>> Start DATA TO PROCESS
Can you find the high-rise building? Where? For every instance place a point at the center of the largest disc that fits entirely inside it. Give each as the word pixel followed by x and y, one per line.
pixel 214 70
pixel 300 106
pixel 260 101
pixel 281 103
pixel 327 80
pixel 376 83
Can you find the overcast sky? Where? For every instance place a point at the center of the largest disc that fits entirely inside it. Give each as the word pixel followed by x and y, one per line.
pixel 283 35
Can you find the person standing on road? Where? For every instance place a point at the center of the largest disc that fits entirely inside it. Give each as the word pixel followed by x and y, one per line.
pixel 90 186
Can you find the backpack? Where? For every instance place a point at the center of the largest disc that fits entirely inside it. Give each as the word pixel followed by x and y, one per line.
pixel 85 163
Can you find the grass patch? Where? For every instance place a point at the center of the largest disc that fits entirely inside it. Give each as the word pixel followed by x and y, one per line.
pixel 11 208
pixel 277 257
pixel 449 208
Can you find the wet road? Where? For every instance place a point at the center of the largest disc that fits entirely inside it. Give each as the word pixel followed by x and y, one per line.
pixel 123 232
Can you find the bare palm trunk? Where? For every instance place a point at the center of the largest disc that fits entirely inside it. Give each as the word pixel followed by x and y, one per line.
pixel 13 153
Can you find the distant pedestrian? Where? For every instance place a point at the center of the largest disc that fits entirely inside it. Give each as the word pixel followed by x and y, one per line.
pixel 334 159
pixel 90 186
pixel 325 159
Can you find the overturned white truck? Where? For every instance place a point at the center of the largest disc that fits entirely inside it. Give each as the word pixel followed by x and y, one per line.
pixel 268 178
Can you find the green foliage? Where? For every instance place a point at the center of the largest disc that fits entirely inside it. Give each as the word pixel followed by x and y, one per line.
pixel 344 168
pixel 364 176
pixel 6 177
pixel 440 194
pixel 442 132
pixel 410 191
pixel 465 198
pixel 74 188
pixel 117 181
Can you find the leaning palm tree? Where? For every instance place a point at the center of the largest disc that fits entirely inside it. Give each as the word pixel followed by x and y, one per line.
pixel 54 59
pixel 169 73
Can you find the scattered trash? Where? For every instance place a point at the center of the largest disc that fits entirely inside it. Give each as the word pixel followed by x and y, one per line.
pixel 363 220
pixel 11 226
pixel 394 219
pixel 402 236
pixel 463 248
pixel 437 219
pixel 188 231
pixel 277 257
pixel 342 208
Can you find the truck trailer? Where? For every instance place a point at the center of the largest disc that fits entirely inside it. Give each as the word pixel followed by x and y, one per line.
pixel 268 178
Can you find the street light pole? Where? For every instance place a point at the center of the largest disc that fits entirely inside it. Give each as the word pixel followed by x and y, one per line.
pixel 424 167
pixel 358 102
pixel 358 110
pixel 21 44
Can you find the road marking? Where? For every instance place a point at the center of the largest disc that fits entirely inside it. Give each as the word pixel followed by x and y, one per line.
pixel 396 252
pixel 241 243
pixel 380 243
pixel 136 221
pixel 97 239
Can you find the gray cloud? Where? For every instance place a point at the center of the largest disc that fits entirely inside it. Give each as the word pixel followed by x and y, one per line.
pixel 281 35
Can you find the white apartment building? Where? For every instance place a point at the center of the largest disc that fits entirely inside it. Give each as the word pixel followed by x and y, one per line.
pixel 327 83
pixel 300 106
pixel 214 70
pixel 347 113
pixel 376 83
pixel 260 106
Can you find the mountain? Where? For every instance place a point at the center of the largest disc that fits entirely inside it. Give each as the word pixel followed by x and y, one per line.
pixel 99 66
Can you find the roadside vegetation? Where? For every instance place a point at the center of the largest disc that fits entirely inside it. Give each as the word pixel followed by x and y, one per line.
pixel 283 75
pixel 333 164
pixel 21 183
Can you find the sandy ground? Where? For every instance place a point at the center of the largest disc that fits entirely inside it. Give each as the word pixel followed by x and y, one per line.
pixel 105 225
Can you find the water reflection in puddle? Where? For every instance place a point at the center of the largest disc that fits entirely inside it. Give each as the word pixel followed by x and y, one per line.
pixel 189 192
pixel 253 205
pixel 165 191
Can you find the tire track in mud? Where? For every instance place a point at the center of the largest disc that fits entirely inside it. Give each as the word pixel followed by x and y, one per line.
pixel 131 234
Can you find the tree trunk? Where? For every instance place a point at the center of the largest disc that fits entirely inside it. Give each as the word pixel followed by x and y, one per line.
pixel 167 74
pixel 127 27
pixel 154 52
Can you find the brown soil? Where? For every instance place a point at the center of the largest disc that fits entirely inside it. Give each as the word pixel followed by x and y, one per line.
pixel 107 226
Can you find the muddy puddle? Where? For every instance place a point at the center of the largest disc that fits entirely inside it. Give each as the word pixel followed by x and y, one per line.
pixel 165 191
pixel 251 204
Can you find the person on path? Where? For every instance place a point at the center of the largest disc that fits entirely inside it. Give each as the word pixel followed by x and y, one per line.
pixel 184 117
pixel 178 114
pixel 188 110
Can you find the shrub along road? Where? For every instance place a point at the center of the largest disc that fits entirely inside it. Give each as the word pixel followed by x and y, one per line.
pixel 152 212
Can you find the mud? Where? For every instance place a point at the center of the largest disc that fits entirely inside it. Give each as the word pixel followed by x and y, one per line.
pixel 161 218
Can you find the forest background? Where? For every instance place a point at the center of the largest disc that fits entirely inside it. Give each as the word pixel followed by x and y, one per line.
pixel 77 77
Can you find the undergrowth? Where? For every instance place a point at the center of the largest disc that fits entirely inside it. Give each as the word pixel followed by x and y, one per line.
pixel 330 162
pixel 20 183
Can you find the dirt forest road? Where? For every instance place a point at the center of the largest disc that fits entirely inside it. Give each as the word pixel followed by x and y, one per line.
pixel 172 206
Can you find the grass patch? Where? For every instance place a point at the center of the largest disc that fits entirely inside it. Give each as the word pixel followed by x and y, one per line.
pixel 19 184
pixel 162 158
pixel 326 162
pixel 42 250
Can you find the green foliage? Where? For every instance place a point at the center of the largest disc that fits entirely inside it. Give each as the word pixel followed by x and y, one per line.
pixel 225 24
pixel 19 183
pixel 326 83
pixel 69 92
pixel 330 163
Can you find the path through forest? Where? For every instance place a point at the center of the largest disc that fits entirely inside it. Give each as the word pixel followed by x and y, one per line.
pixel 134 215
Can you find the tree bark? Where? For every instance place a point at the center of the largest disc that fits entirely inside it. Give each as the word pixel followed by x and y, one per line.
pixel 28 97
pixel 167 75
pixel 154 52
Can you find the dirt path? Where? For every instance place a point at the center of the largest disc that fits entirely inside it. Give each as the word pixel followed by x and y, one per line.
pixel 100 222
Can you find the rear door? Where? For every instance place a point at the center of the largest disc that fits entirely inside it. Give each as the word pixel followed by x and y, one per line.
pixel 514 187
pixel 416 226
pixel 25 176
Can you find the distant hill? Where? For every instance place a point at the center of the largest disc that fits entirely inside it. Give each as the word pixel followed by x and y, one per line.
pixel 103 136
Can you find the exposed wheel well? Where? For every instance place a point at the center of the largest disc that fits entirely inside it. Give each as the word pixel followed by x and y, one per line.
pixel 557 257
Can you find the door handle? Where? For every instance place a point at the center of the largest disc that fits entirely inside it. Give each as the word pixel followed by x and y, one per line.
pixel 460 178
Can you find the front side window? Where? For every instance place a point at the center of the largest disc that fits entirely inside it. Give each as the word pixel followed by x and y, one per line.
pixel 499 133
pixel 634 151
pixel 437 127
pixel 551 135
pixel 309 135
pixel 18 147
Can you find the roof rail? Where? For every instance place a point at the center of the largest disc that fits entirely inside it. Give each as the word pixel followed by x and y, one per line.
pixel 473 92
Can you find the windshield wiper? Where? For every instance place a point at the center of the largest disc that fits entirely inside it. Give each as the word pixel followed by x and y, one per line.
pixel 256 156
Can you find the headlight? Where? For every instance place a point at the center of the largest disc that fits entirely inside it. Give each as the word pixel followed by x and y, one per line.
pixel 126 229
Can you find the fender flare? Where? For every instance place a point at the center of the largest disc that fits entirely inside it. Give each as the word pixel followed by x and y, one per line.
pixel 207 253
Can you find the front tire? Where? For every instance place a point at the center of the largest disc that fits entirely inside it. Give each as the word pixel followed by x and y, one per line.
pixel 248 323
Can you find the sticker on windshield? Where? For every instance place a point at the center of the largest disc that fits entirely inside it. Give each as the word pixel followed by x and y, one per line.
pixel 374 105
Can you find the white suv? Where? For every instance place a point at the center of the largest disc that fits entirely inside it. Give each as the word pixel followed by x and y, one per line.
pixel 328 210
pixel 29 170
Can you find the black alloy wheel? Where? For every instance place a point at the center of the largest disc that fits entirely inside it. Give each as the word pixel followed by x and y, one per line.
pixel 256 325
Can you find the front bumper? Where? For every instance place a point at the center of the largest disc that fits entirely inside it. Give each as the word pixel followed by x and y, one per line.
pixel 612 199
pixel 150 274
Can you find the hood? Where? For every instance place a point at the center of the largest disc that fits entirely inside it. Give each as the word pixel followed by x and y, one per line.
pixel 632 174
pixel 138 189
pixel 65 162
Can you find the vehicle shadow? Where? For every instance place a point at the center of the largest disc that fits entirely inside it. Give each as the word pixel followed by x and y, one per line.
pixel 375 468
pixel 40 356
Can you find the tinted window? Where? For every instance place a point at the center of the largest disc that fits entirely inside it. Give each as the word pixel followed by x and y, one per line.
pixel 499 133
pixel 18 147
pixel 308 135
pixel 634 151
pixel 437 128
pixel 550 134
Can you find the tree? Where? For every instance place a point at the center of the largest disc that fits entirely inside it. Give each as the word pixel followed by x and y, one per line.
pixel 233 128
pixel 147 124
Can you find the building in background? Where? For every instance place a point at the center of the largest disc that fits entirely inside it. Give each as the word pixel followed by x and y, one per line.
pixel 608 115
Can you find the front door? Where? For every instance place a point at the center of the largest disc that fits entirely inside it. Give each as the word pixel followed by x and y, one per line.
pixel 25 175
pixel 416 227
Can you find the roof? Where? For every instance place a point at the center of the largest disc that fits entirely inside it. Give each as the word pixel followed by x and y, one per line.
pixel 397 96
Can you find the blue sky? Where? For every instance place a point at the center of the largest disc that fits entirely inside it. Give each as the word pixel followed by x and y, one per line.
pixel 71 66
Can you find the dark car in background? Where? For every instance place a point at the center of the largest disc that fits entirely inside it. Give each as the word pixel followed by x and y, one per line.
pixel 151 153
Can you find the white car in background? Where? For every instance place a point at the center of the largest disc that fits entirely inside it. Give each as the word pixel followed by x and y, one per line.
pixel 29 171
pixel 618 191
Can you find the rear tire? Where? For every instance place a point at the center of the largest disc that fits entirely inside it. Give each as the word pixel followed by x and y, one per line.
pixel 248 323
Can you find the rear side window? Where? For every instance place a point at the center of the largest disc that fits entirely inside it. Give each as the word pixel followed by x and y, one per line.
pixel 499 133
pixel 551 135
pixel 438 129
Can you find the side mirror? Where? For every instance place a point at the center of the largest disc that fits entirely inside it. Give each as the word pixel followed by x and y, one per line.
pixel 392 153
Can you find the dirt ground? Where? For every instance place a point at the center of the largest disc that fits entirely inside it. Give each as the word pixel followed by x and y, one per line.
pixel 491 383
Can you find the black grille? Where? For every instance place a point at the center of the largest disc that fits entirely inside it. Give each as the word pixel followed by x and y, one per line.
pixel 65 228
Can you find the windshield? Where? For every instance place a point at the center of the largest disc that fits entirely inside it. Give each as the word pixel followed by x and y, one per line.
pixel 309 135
>> End DATA TO PROCESS
▶ THE REQUEST: Print the material word for word, from the line containing "Can you find the black grille?" up to and including the final line of the material.

▶ TASK SOLUTION:
Can you find the black grille? Where? For every instance place a point at the center of the largest disc that fits entirely inside it. Give each as the word pixel followed by x and y, one per line.
pixel 65 228
Can you find the windshield? Where? For every instance place a point at the center of the largest disc that fits entirely inside it. Give each as the word pixel followed by x and y, one per line.
pixel 309 135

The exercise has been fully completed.